TASK DESCRIPTION: Name every lens in the VIPA dispersion compensator passage below, each with its reference numeral.

PASSAGE GIVEN:
········

FIG. 10 is a perspective view showing an example of a configuration of the conventional VIPA variable dispersion compensator. FIG. 11 is a top plan view of the example configuration.
As shown in these drawings, in the conventional VIPA variable dispersion compensator, for example, the light emitted from an end of an optical fiber 30 through an optical circulator 20 is converted into parallel light by a collimator lens 40, and then condensed on one line segment by a line focus lens 50 and enters the space between parallel opposed planes through a window 16 of a VIPA plate 10. The light incident to the VIPA plate 10 repeats multiple reflection between a reflection multilayer film 12 formed on one flat surface of the VIPA plate 10 and having a reflectivity lower than 100% and a reflection multilayer film 14 formed on the other flat surface and having the reflectivity of about 100%. Each time the light is reflected on the surface of the reflection multilayer film 12, several percent of the light is transmitted through the reflection surface and emitted out of the VIPA plate 10.
The lights that have been transmitted through the VIPA plate 10 interfere with each other and produce a plurality of optical beams having different directions in accordance with the difference in the wavelengths. As a result, once the optical beams are condensed at a point by a convergent lens 60, each condensation point moves along a straight line with the change in wavelength. In the case where a three-dimensional mirror 70 is placed on this straight line, for example, the light emitted from the VIPA plate 10 and condensed by the convergent lens 60 is reflected at a different position on the three-dimensional mirror 70 in accordance with the wavelength and returned to the VIPA plate 10. The light reflected on the three-dimensional mirror 70 proceeds in a different direction for a different wavelength, and the return light path to the VIPA plate 10 is different. By changing the amount of this light path difference with changing wavelength, a different wavelength component propagates over a different distance thereby to compensate for the chromatic dispersion of the input light.
The light reflected multiple ways on the VIPA plate 10 behaves similarly to, for example, the light in the echelon grating well known as a stepped diffraction grating in an assumed model shown in FIG. 12. Therefore, the VIPA plate can be considered a virtual diffraction grating. In the VIPA plate 10, as shown on the right side of FIG. 12, the emitted light interfere with each other on condition that a short wavelength component is emitted on the side above the optical axis and a long wavelength component on the side below the optical axis. Therefore, the short wavelength component of the optical signal of each wavelength is emitted above the optical axis, and the long wavelength component under the optical axis. This conventional VIPA variable dispersion compensator can compensate for the chromatic dispersion over a wide range. Another advantage of this conventional VIPA chromatic dispersion compensator is that the transmission band of the periodically generated light is shifted along the wavelength axis by temperature adjustment, thereby making it possible to change the wavelength (transmitted wavelength) of the optical signal to be compensated for.
The problem of this conventional VIPA variable dispersion compensator described above, however, is that the insertion loss is increased by the light having the unrequired order of diffraction emitted from VIPA.
Specifically, the light of various orders of diffraction are emitted from the VIPA providing a virtual diffraction grating as described above. As shown in the schematic diagram of FIG. 13, the light emitted from the VIPA contains the light L_Bof the unrequired order of diffraction in addition to the light L_Aof the order of diffraction required to split the input light in accordance with the wavelength. The light L_Bof the unrequired order of diffraction causes the disturbance of the main light L_Aof the required order of diffraction. Emission of an increased amount of light L_Bof the unrequired order of diffraction would increase the proportion of the light incident to the VIPA which is discarded as the unrequired light, thereby leading to an increased insertion loss.

········

Records from a point labeling set:
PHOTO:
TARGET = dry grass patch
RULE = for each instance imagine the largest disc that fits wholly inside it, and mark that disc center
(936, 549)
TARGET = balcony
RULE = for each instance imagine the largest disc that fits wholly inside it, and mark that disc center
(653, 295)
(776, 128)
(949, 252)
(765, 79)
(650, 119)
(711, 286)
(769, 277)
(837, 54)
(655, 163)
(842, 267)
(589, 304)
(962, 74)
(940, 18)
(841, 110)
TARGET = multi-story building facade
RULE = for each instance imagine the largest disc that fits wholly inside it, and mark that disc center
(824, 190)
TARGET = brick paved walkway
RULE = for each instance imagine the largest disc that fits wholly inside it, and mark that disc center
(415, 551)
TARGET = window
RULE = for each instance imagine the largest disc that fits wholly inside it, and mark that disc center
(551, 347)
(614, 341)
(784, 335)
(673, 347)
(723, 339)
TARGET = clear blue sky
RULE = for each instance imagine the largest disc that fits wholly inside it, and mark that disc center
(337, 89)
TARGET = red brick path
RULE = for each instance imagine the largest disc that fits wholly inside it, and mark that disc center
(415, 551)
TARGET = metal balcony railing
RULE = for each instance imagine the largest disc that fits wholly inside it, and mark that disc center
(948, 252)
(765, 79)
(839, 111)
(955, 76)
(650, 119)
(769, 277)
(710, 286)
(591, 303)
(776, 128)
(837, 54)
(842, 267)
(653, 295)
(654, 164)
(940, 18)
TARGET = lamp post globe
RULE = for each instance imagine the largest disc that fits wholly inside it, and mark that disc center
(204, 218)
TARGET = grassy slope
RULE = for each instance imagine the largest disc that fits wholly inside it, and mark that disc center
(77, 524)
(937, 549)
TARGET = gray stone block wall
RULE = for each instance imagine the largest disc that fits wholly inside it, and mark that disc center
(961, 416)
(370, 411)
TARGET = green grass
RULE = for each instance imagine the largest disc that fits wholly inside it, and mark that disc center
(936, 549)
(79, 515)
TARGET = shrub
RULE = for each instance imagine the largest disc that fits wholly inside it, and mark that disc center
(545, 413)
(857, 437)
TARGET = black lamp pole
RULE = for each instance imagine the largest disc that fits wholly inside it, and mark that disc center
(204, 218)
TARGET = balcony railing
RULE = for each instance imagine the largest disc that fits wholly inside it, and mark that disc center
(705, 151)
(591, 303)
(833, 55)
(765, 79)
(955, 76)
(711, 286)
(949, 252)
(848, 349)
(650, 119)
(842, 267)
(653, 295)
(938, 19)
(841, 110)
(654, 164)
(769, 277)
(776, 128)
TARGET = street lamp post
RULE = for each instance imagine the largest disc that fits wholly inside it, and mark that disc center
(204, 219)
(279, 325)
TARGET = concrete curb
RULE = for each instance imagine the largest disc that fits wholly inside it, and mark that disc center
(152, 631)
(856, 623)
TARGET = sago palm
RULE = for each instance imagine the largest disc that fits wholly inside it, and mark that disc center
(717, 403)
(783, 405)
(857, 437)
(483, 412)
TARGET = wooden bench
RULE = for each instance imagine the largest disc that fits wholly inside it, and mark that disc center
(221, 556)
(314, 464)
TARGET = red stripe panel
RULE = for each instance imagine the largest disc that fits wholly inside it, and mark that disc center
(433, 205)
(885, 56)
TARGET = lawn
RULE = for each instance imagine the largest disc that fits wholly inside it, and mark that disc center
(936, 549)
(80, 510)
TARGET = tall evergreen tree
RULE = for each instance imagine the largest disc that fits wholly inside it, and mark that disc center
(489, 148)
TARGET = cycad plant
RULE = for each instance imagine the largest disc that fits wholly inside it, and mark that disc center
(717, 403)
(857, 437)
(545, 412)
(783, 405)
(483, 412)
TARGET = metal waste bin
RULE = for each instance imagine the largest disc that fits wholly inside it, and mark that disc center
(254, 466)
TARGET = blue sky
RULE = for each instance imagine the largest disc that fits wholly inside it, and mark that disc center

········

WRITTEN SOLUTION: Collimator lens 40, line focus lens 50, convergent lens 60